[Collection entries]
—————
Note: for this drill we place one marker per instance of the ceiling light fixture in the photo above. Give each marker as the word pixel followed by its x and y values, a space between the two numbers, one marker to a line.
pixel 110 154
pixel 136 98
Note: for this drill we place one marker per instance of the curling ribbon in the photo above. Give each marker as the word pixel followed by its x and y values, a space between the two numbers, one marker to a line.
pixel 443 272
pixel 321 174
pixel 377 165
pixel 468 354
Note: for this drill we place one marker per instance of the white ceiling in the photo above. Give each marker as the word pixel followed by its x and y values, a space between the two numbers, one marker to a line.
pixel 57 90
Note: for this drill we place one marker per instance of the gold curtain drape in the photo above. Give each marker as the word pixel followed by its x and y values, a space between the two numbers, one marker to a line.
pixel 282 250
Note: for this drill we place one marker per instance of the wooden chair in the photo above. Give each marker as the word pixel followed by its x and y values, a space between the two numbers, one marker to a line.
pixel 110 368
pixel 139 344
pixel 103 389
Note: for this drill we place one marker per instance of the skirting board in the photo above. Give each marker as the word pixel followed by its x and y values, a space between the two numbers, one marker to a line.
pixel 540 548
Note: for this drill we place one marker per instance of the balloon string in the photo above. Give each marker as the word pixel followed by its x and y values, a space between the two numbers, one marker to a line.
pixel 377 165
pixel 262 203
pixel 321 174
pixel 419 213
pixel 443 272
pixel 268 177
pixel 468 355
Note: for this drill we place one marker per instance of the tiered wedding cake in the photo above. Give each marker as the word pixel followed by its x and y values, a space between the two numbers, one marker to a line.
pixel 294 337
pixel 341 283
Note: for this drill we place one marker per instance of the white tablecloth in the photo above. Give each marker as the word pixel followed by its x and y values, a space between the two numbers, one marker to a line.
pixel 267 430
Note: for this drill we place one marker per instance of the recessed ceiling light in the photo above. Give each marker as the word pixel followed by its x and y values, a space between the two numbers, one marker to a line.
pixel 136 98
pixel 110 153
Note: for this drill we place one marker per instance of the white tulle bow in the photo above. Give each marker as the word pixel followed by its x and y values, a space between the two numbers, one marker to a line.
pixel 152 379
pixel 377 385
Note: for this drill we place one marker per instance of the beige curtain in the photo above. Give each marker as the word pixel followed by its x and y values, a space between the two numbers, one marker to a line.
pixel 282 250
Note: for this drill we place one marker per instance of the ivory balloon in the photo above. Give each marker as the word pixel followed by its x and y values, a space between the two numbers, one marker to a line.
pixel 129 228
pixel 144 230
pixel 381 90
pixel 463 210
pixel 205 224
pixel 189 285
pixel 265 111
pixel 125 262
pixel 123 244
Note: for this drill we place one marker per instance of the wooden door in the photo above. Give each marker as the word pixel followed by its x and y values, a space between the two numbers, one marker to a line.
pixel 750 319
—————
Exercise brief:
Output every record above, exactly as written.

Answer for the task:
Note: for this drill we place one marker per instance of the ceiling light fixture in the photo above. Give each marker as the word pixel followed by its x and y values, a space between the two numbers, one marker to a line.
pixel 110 154
pixel 136 98
Note: for this drill we place one marker per instance of the curling ribbon in the photo above. Give each marker as the word pixel followed by its x and y values, a space between the two numbers, one marker to a line.
pixel 443 272
pixel 321 174
pixel 377 165
pixel 468 354
Note: for this drill we place one marker per instance of the white ceiling in the photo above. Give each marker as the word pixel followed by its x and y values, a space between the two numbers, one marker to a line.
pixel 57 90
Note: for this drill we place one marker per instance of the gold curtain drape in the photo above. Give each marker as the word pixel followed by its x and y values, a space between the two numbers, one marker to a line.
pixel 282 250
Note: for this drill we place one marker per instance of the wooden chair in the photo above. Give each marker as the word pixel followed by its x and y values, a space between the two numbers, one marker to a line.
pixel 110 368
pixel 139 344
pixel 103 389
Note: for this drill we place one marker per instance of the skirting board in the photo above. Give each marker as the word pixel followed by its x and y values, a space between the two numbers, one marker to a line.
pixel 540 548
Note: for this drill we place one marker per instance of the balloon string in the photo above. Give each marker as the word pixel followed by its x and y values, a space between the two numbers, one marker to a line.
pixel 377 165
pixel 262 203
pixel 321 174
pixel 419 213
pixel 443 272
pixel 268 177
pixel 468 355
Note: for this drill we place one marker per instance of the tiered wedding cake in the photo above. Give each marker as the word pixel followed by its x and y values, a space between the two numbers, one marker to a line.
pixel 294 337
pixel 341 283
Note: for this drill we place one marker per instance of the white tablecloth in the photo above. Give each marker as the word pixel followed by its x and y values, a space between the two numbers, one marker to a line.
pixel 267 430
Note: for this drill we place one marker per instance of the recessed ceiling light in the photo above. Give each marker as the word pixel followed by its x and y values, a space between the two numbers, one marker to a line.
pixel 136 98
pixel 110 153
Note: for this drill we place one marker per instance of the white tulle bow in the photo above. Give each marker as the word pixel followed by its x and y values, a space between the two numbers, one marker to a line.
pixel 152 379
pixel 377 385
Note: for this drill we place one marker per instance of the beige curtain in the photo above. Give each marker as the word pixel followed by its x and y values, a space between the two numbers, one marker to a line.
pixel 282 250
Note: for this drill we place one marker per instance of the ivory balloon in the photo above. Give each marker as the word pixel followed by its x and y values, a space between the two numbers, one marker to a line.
pixel 129 228
pixel 144 230
pixel 381 90
pixel 463 210
pixel 205 224
pixel 189 285
pixel 265 111
pixel 125 262
pixel 123 244
Note: for this drill we place one marker per instance of the wooden door in the photo above. Give each marker as the word pixel followed by its x and y values, a space between the two numbers, one marker to a line.
pixel 750 319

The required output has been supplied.